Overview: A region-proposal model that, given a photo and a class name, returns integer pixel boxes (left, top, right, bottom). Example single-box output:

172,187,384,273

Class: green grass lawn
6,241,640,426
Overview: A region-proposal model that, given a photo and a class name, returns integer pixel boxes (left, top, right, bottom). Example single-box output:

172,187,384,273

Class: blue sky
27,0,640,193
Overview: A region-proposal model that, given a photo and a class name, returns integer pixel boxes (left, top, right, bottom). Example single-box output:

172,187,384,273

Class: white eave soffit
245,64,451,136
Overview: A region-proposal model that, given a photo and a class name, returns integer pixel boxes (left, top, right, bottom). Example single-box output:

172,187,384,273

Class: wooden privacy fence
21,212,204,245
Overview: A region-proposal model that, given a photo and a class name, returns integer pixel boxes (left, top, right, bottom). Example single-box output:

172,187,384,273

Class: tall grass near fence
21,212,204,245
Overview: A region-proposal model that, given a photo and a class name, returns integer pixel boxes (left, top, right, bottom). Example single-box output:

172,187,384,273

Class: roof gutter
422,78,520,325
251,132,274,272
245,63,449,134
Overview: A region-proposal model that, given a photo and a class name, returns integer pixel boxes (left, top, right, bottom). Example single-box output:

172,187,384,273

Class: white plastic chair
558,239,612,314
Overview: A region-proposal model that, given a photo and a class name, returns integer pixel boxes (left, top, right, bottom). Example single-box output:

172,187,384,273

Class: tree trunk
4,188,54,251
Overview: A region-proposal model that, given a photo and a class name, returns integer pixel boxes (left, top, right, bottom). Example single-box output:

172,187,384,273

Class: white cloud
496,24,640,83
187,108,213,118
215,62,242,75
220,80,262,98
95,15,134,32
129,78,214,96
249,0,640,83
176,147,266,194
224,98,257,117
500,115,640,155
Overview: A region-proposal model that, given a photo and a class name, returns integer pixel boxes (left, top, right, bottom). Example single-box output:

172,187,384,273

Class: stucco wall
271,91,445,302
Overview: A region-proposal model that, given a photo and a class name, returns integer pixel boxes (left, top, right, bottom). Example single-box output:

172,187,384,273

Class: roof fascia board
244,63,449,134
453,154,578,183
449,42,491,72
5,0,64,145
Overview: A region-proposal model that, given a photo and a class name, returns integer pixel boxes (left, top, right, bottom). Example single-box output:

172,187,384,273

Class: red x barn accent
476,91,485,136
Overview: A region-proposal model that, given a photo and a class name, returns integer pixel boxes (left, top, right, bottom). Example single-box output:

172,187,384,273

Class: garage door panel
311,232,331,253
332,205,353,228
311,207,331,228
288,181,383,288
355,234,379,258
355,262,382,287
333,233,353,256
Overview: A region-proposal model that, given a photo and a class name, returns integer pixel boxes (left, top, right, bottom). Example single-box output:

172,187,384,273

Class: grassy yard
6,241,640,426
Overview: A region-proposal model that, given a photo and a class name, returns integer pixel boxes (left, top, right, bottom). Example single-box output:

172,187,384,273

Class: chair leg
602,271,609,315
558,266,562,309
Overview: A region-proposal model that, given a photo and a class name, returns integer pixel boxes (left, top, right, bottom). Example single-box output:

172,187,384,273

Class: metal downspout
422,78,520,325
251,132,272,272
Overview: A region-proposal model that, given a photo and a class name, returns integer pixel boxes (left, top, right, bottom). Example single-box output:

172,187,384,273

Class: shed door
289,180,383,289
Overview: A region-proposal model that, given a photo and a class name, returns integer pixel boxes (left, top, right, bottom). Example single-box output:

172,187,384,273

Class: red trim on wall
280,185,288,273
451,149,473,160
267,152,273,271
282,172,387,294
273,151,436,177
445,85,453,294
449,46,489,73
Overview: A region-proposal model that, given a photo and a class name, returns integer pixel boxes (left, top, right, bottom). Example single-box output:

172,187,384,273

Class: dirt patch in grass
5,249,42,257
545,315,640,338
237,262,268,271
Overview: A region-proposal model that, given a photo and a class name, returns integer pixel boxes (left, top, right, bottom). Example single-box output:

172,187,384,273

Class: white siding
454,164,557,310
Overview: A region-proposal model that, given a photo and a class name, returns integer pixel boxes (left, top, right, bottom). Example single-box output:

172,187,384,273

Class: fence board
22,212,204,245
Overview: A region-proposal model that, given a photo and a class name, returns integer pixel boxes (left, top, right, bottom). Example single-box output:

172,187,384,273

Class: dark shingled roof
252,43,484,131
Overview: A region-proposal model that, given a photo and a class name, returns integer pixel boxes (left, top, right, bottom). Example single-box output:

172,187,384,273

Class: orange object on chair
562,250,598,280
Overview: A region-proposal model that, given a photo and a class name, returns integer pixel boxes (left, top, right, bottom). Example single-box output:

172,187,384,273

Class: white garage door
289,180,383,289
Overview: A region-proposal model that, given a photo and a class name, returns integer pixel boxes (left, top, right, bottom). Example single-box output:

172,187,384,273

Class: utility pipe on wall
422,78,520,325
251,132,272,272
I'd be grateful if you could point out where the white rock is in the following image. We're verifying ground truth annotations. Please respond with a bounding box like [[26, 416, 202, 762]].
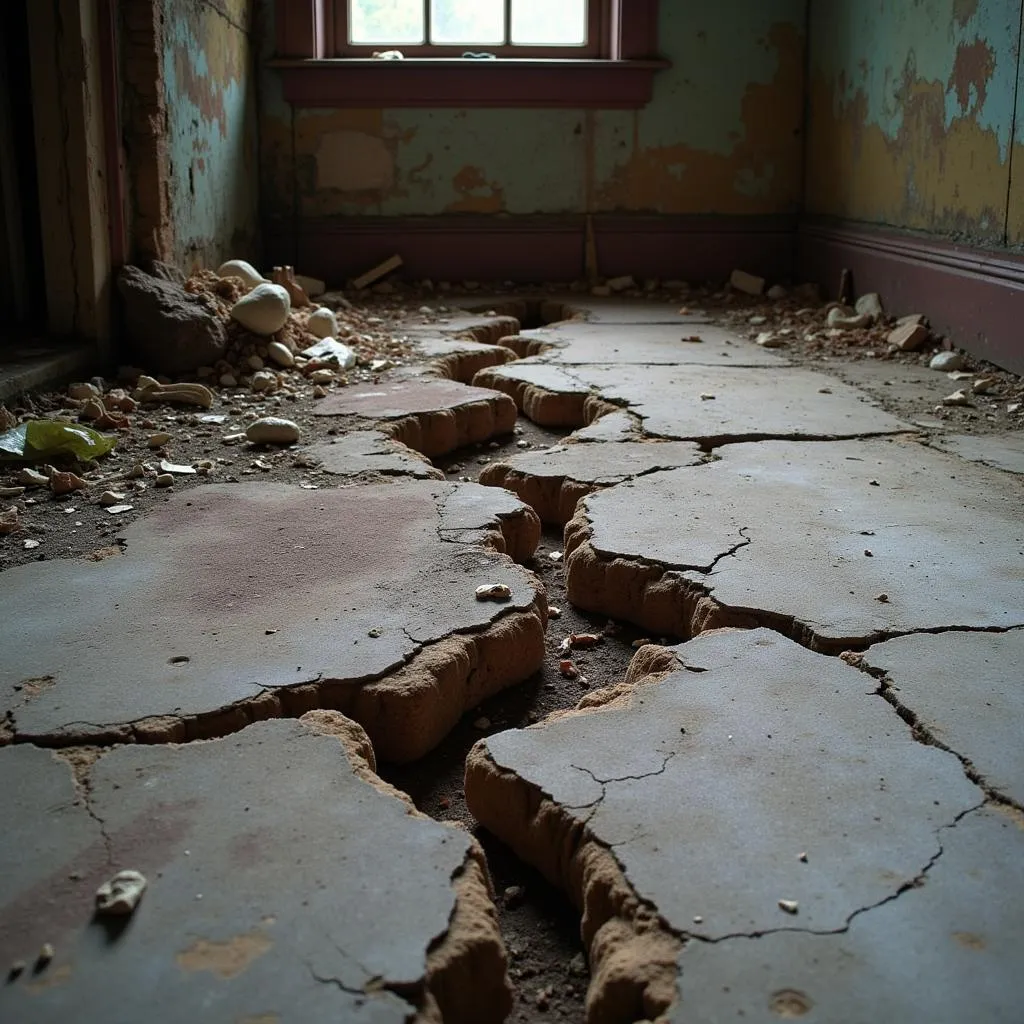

※

• Prompt
Edit every one of the rows above by replacing "class name" with "category name". Leave everything else as it is, and omit the pictures from your answer.

• Written response
Overview: A region-proposal model that, given a photo and a category name, returns integer pixel boxes (left, top, right, bottom). Example single-box output:

172,187,384,273

Class: green grass lawn
6,241,640,426
Overview: A region-proposal model that, given a photo and a category name, returns integer pixel boxes (left, top, right, bottom). Example single-box output:

172,187,384,273

Class: blue sky
27,0,640,193
Overview: A region-proposal model that, given a photo and a category name, returns integer pixel boxes (left, top, right, bottom). Example single-box output:

172,187,384,273

Class: white eave soffit
245,64,451,136
Overview: A region-proposal model that, given a photo and a category name, returns integer pixel boxes (left, top, right, bottom). Example single-box output:

172,187,384,273

Class: wooden privacy fence
21,212,204,245
Overview: A region-proposal model that, given a photo and a category name, returns integer pixel boxes (left, top, right, bottom). Example single-box output:

172,187,384,273

Class: tall grass near fence
21,212,204,245
Overview: A region-proposal model that, given a photo and a category name, returns integer pixel boxes (left, top, right, bottom). Example single-box output:

172,187,384,273

Class: roof gutter
422,78,520,325
251,132,274,272
245,63,449,134
Overview: A region-proposal model that, given a photo and a category name, returns integer pixel boxes (left, top, right, bottom). Example single-box output:

172,187,384,273

Class: white plastic chair
558,239,612,314
Overview: A region-proposal model that, given a photo and a category name, returns integer pixel boxes (left, top, right, bottom). Example single-box output:

172,187,384,273

Class: tree trunk
4,188,54,251
Overview: A region-proposal model that, given a photo and a category name, returns integer pixel boxes (left, top, right, bottom). Example single-box output:

172,187,384,273

Class: white cloud
496,24,640,83
187,108,213,118
215,62,242,75
220,80,262,98
95,15,134,32
129,78,214,96
249,0,640,83
176,147,266,194
224,98,257,117
500,115,640,155
Overview: A region-proposal model that, given a photo and a category name, returns integer pixel boxes (left, top, right, bottom). Example single-box output:

172,187,384,273

Class: stucco wall
271,91,445,302
Overview: A region-proposal model that, given a photo and a category name, returns integer pixel boxes (left, top, right, bottom). Example single-box output:

172,187,384,273

Class: roof fascia board
244,63,449,134
453,154,578,183
449,42,491,72
5,0,64,145
Overview: A region-proposal model that, given a photo and a category name, returns integer pixel boxes (left, top, right, bottom). Example single-box output:

172,187,384,273

Class: red x barn accent
476,91,485,136
Overview: A region-proposal model that, given a photo and a category name, returns integer pixel boxes (left, top, right, bottom). Example single-box output:

172,187,384,273

Class: garage door panel
311,232,331,253
332,205,353,228
311,207,331,228
288,181,383,288
355,234,379,258
355,262,382,287
333,233,353,256
Overview: A region-proposal model that, given a photo and a category name, returns integer pixel boxes (left, top, right, bottom). Example single-box output:

172,187,384,273

Class: grassy yard
6,241,640,426
Overview: A region-proposal model that, given a photo and a category name, returns integer pixel boxes (left, top, right, bottom). Example single-box output:

172,187,384,273

Class: chair leg
602,271,609,315
558,266,562,309
Overview: A region-proposal model that, given a photo and a category name, returns integer pixel boxes (left, top, right, bottom). Example single-box output:

172,187,384,273

Class: metal downspout
422,78,520,325
251,132,272,272
Overview: A region-proposal model that, given a photo and a category name, returns integer pixel boxes (left, top, right, bottom). Example single-box output:

172,187,384,273

Class: shed door
289,180,383,289
Overview: A region-proposal model that, given a photo and a category name, returns integer pixel boxes (left, top, right, bottom). Example single-box output:

172,187,384,273

Class: red trim on wall
280,185,288,273
451,149,473,160
267,152,273,271
282,172,387,294
273,151,436,177
445,85,453,294
449,46,489,73
Overview: A region-proposal model that, given a photo and a category name, returns integer pixel boxes (left, top, right, bottom). Example single-box output:

172,187,384,273

Class: dirt patch in grass
5,249,42,257
545,315,640,338
237,262,268,271
Overview: A region-proposal model that, given a photo and a category name, returns integer pixel boxes (left, top, right, bottom). Example single-box output:

172,187,384,273

Class: white siding
454,164,557,310
Overview: A region-proposal model that, given a photo and a category name, returns integer pixel boxes (left, top, right, bottom). Example single-box output:

172,187,384,273

Class: fence board
22,212,204,245
Overview: A region-proposal model that, given a photo and a category name, returns integer pixel boxes (left, top, right, bottom). Example single-box output:

172,187,384,273

Class: dark shingled roof
252,43,484,131
Overview: A region-proposal model that, given a photo and a category name, returns integer pixel boxes (left, top, right, bottom). Example single-box output:

172,187,384,273

Class: orange object on chair
562,250,598,280
Overview: A region-proposal model that, given a photo and a category name, returns integer pixel boxes (left, top, right, bottom). Example single-box output:

172,187,384,273

Class: white garage door
289,180,383,289
Overview: A region-proposal model that, given a photo and a category name, returns integer pixel boxes (left, top, right, bottom). Example single-box output:

172,187,384,273

Class: utility pipe on wall
422,78,520,325
251,132,272,272
I'd be grateful if you could point out where the white rock is in the following image. We're verifying ground truth annotations. Please respond with a bounding box like [[26, 416, 202, 762]].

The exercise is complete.